**Exercise brief:**
Reproduce every one of the entries below, line for line, without altering any character.

Records contained in a dataset:
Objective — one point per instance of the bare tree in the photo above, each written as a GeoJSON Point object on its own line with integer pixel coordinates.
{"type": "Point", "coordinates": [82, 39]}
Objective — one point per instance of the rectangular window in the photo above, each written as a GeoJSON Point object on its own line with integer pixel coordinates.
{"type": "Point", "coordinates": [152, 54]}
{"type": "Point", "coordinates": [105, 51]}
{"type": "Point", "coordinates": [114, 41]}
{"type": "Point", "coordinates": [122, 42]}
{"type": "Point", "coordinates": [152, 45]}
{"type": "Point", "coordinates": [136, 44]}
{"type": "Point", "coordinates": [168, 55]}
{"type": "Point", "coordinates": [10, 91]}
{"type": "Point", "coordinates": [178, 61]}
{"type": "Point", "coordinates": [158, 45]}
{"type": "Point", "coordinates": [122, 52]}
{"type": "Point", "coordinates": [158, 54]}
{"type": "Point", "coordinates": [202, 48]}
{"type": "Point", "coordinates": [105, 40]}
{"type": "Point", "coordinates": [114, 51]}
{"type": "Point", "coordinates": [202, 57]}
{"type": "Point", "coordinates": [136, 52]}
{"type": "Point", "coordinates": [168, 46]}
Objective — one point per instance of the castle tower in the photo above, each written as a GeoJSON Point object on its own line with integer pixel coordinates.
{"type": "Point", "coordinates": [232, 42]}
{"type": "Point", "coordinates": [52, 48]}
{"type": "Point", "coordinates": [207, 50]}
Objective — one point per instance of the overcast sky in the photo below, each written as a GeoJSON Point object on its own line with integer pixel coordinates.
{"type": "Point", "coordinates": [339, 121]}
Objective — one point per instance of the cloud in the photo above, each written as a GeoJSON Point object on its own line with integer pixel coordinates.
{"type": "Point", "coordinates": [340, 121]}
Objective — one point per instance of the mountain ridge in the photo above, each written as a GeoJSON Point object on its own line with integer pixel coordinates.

**Solution to this task:**
Objective — one point per instance of the bare tree in the photo above, each written as a GeoJSON Point object on its own line with integer pixel coordinates.
{"type": "Point", "coordinates": [82, 39]}
Objective — one point per instance of the rectangular window in the photo above, each written as a GeoJSON Point object on its own line with integer pixel coordinates.
{"type": "Point", "coordinates": [152, 54]}
{"type": "Point", "coordinates": [105, 51]}
{"type": "Point", "coordinates": [114, 41]}
{"type": "Point", "coordinates": [122, 42]}
{"type": "Point", "coordinates": [152, 45]}
{"type": "Point", "coordinates": [136, 44]}
{"type": "Point", "coordinates": [168, 55]}
{"type": "Point", "coordinates": [10, 91]}
{"type": "Point", "coordinates": [178, 61]}
{"type": "Point", "coordinates": [158, 45]}
{"type": "Point", "coordinates": [122, 52]}
{"type": "Point", "coordinates": [158, 54]}
{"type": "Point", "coordinates": [202, 48]}
{"type": "Point", "coordinates": [105, 40]}
{"type": "Point", "coordinates": [114, 51]}
{"type": "Point", "coordinates": [202, 57]}
{"type": "Point", "coordinates": [136, 52]}
{"type": "Point", "coordinates": [168, 46]}
Objective — one point per instance of the castle tower in the photo above, each written as a GeoJSON Point object on its own line with integer pixel coordinates.
{"type": "Point", "coordinates": [232, 42]}
{"type": "Point", "coordinates": [52, 48]}
{"type": "Point", "coordinates": [207, 50]}
Objective — one point per instance of the overcast sky in the photo below, each written as a GeoJSON Point object on its own line with integer pixel coordinates.
{"type": "Point", "coordinates": [339, 121]}
Objective — one point per instance of the cloud in the photo above, each written as a GeoJSON Point object on its own line with integer pixel coordinates.
{"type": "Point", "coordinates": [340, 121]}
Objective — one point per instance of the mountain ridge in the photo above, each written as a GeoJSON Point object on its own line with integer pixel coordinates.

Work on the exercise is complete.